[Information supplied — start]
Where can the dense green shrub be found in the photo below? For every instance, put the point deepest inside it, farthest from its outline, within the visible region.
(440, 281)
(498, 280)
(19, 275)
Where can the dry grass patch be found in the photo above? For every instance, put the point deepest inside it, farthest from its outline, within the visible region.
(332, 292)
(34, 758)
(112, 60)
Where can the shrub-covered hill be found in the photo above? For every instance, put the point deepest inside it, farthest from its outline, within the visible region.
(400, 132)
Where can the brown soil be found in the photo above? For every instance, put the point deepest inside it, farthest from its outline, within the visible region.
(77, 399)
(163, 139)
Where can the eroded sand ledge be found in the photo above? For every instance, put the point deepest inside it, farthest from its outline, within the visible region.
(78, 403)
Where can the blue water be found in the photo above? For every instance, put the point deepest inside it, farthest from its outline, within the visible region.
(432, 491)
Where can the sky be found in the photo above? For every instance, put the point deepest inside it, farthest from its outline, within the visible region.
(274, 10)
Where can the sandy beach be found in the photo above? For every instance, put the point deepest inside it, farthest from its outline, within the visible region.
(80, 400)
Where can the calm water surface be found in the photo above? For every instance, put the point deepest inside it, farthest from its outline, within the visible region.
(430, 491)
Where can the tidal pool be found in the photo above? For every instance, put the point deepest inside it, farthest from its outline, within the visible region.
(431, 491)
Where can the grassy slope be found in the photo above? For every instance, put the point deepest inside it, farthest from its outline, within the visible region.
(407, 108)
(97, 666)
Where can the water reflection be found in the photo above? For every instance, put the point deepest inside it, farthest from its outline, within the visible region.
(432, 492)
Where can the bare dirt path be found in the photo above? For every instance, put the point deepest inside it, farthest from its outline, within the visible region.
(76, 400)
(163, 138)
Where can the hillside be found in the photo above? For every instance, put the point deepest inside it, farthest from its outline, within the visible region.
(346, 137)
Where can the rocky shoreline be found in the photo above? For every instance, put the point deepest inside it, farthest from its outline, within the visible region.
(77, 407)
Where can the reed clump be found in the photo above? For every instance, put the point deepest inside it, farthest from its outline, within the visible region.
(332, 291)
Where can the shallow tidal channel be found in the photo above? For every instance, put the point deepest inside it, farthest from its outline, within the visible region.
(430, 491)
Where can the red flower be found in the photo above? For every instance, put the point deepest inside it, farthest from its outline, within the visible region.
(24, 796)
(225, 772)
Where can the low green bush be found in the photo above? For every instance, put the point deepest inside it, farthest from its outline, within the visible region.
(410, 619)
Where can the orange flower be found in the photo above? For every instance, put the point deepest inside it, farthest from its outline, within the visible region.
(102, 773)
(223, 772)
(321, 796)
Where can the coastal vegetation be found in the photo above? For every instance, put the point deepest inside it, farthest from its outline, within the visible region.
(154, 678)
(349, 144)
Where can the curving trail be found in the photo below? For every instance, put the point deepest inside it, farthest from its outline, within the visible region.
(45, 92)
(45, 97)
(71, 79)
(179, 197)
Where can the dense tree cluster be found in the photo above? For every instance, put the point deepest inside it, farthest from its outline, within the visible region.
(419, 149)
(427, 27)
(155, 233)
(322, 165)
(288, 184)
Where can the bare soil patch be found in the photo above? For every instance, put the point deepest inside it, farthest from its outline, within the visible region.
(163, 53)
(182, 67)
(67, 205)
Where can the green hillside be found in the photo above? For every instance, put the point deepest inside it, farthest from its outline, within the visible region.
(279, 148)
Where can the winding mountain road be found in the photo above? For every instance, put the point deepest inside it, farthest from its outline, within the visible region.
[Information supplied — finish]
Output exactly the lines from the one containing "Where can the green" through the last line of the entries, both ends included.

Where can the green hillside be found in the photo above? For every instance, put the point deepest inside it, farthest from its outline, within the visible region.
(279, 148)
Where can the winding mountain road be found in the photo above? For every instance, put the point deepest inside it, farthest from its outline, within the visible region.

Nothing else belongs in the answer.